== Vorliegender Auszug ==

Protocol of the Session on September 14, 2006

Zu Herrn Senftleben nur noch einen kurzen Satz: Wenn Sie immer von diesen 8 % Unterrichtsausfall reden,

(Zuruf des Abgeordneten Senftleben [CDU])

dann wissen Sie ganz genau, dass man mit dieser Zahl zwar arbeiten kann, aber dass sie so, wie Sie sie gebrauchen, nicht richtig ist. Ich will das nicht weiter erläutern, weil mir dazu auch die Zeit fehlt. Aber es hilft nichts, solche Einzeldinge, die man irgendwo gehört hat, die man in Bremen macht - sprich: Ostercamps -, nun als Allheilmittel in den Raum zu stellen und zu meinen, dass man damit alles retten kann. Ich denke, dass es ein System geben muss - dazu hat auch der Minister gesprochen -, mit dem wir den Schulen Mittel in die Hand geben, um das Sitzenbleiben komplett zu verhindern, indem die Schüler rechtzeitig individuell gefördert werden. Da kann zum Beispiel auch ein Ostercamp ein Bestandteil sein. Sie sind ein großer Befürworter des Sitzenbleibens, haben aber inzwischen auch erkannt, dass das Geld kostet, was wir schon immer gesagt haben. Ich denke, wir müssen Schüler so weit bringen, dass sie von diesem „Makel“ befreit werden; denn das stigmatisiert. Ich bin immer bereit, zu allen Mitteln zu greifen, um den Schülern diese Erfahrung zu ersparen. - Danke.

(Beifall bei der SPD)

Das Wort erhält noch einmal die Fraktion der Linkspartei.PDS. Frau Große, bitte.

Herr Präsident! Verehrte Damen und Herren! Diese Aktuelle Stunde war ein Beispiel dafür, dass wir es innerhalb der Koalition wirklich mit zwei verschiedenen Philosophien zu tun haben.

(Beifall bei der Linkspartei.PDS)

===

Übungsaufgabe :: Gib aus dem Sitzungsprotokoll oben die Passage wortgetreu aus, beginnend bei „Herr Präsident! Verehrte“ und endend bei „zu tun haben.“.

== Einträge ==

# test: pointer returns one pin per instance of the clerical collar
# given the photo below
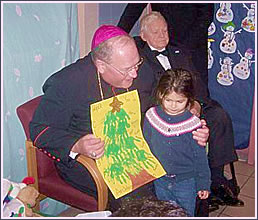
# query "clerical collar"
(152, 48)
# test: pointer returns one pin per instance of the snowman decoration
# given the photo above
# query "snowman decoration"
(210, 57)
(211, 29)
(224, 13)
(248, 23)
(228, 44)
(242, 69)
(225, 77)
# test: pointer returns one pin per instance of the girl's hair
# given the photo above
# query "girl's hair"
(179, 81)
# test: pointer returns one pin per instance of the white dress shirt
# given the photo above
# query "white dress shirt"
(162, 59)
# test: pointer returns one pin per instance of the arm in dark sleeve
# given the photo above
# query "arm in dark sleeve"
(202, 170)
(131, 14)
(59, 121)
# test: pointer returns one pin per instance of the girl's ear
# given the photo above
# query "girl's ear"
(100, 65)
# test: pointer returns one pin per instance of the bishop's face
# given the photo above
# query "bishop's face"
(156, 34)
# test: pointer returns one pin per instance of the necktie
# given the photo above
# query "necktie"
(164, 52)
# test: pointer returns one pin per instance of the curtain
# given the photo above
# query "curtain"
(38, 39)
(231, 52)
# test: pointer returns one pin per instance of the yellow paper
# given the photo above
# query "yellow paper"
(128, 162)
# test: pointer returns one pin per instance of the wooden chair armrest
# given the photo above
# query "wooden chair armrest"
(102, 189)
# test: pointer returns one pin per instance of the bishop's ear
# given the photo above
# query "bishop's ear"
(142, 36)
(100, 65)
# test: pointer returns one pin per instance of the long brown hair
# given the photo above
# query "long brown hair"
(179, 81)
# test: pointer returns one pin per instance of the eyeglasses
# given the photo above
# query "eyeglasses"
(126, 72)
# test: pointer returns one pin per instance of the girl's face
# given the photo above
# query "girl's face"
(174, 103)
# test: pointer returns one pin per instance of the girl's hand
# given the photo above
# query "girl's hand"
(203, 194)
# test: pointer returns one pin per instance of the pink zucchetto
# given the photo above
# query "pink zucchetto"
(104, 33)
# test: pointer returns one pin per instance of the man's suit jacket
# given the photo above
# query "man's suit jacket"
(179, 57)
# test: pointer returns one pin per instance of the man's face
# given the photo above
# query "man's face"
(156, 34)
(122, 69)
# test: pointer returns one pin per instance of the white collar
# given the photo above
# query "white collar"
(153, 48)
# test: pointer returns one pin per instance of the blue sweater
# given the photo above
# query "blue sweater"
(170, 139)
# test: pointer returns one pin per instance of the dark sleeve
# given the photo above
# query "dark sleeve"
(60, 120)
(202, 21)
(145, 84)
(130, 15)
(203, 176)
(147, 132)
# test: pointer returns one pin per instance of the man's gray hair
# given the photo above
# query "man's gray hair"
(105, 49)
(148, 19)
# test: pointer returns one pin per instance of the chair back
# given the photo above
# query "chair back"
(25, 113)
(47, 181)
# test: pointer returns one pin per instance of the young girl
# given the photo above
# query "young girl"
(168, 131)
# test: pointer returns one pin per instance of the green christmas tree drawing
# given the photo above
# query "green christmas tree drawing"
(121, 149)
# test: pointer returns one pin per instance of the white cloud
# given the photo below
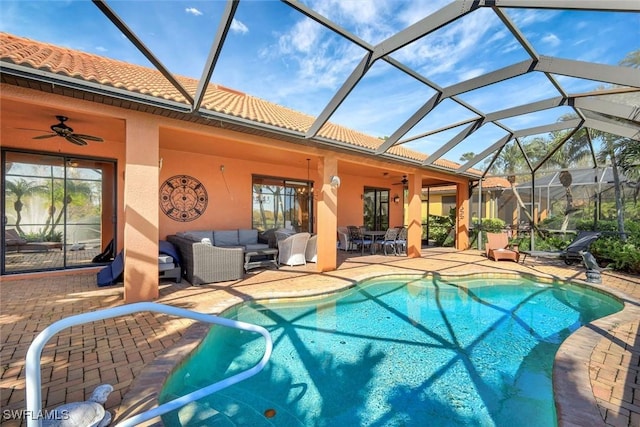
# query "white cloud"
(193, 11)
(238, 27)
(551, 40)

===

Ausgabe zur Aufgabe ::
Herr Präsident! Verehrte Damen und Herren! Diese Aktuelle Stunde war ein Beispiel dafür, dass wir es innerhalb der Koalition wirklich mit zwei verschiedenen Philosophien zu tun haben.